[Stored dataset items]
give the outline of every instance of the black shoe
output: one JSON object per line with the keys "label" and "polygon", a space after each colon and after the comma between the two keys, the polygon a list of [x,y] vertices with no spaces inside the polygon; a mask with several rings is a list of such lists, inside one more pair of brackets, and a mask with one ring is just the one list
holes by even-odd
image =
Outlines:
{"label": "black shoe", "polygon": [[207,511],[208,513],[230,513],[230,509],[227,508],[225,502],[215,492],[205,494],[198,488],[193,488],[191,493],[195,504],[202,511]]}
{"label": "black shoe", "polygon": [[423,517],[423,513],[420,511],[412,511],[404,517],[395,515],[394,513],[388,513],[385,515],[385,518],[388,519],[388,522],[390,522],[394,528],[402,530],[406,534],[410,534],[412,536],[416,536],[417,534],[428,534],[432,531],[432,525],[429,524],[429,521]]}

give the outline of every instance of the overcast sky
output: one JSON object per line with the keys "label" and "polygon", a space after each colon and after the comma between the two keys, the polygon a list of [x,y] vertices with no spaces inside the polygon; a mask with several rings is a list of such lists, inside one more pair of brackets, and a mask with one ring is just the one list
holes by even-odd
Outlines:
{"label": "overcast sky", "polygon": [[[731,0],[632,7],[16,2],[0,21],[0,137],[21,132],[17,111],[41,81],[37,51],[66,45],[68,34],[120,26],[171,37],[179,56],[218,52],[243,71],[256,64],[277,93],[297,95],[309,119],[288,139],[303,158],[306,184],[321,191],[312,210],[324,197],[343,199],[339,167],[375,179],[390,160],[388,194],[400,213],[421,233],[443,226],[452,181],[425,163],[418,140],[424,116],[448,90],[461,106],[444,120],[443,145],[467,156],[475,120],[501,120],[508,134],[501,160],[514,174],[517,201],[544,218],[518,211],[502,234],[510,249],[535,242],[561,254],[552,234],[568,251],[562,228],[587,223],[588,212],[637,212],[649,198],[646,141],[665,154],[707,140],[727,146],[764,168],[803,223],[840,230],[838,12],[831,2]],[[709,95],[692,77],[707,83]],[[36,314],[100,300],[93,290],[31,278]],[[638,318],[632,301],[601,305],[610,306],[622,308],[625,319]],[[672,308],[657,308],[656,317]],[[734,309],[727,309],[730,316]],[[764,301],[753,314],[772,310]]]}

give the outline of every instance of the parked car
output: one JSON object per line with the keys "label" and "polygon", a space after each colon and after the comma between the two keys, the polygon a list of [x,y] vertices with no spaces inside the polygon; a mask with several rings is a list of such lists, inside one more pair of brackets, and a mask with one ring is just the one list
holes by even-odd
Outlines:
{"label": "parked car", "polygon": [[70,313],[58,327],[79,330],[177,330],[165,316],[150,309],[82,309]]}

* [Written problem]: Repeat the material above exactly.

* [Full solution]:
give the outline of every instance of the black shoe
output: one JSON object per line with the keys "label" and "polygon", a space after each colon and after the comma between the two keys, the polygon a list of [x,y] vertices with no spaces inside the polygon; a mask with several rings is a list of such lists, inside one more pair of brackets, and a mask with one ring is just the one list
holes by even-odd
image =
Outlines:
{"label": "black shoe", "polygon": [[207,511],[208,513],[230,513],[230,509],[227,508],[225,502],[215,492],[205,494],[198,488],[193,488],[191,493],[195,504],[202,511]]}
{"label": "black shoe", "polygon": [[423,517],[423,513],[420,511],[412,511],[404,517],[395,515],[394,513],[388,513],[385,515],[385,518],[388,519],[388,522],[390,522],[394,528],[402,530],[406,534],[410,534],[412,536],[416,536],[417,534],[428,534],[432,531],[432,525],[429,524],[429,521]]}

give the outline of every instance of the overcast sky
output: one JSON object per line with the keys "label" and "polygon", a space after each colon and after the comma between the two keys, the polygon a list of [x,y] vertices with no spaces inside the polygon; a mask with several rings is a list of such lists, inside one more pair of brackets, and a mask with one ring is just the one list
holes by even-odd
Outlines:
{"label": "overcast sky", "polygon": [[[731,0],[632,7],[16,2],[0,21],[0,137],[21,132],[17,111],[41,81],[37,51],[66,45],[68,34],[120,26],[171,37],[179,56],[218,52],[243,71],[256,64],[277,93],[297,95],[309,119],[288,139],[303,158],[306,184],[321,191],[312,210],[324,197],[343,199],[339,167],[375,179],[390,160],[388,194],[400,213],[421,233],[443,226],[452,181],[425,163],[418,140],[424,116],[448,90],[461,106],[444,120],[443,145],[467,156],[475,120],[501,120],[508,134],[501,160],[514,174],[517,201],[544,218],[518,211],[502,234],[510,249],[535,242],[561,254],[552,234],[568,251],[562,228],[587,223],[588,212],[637,212],[649,198],[646,141],[665,154],[707,140],[727,146],[764,168],[803,223],[840,230],[838,12],[831,2]],[[709,95],[692,77],[707,83]],[[36,314],[100,300],[93,290],[31,278]],[[638,318],[632,301],[601,305],[610,306],[622,308],[625,319]],[[672,308],[657,308],[656,317]],[[734,309],[727,309],[730,316]],[[764,301],[753,314],[772,310]]]}

give the outline of every instance of the parked car
output: one JSON object per line with the keys "label" and "polygon", a space after each colon and after the comma between the two keys, the polygon a list of [x,y] vertices with no spaces inside the polygon; a mask with several rings is a list of such lists, inside one more pair of brackets, and a mask with one ring is just the one list
holes by even-odd
Outlines:
{"label": "parked car", "polygon": [[70,313],[58,327],[79,330],[177,330],[165,316],[150,309],[82,309]]}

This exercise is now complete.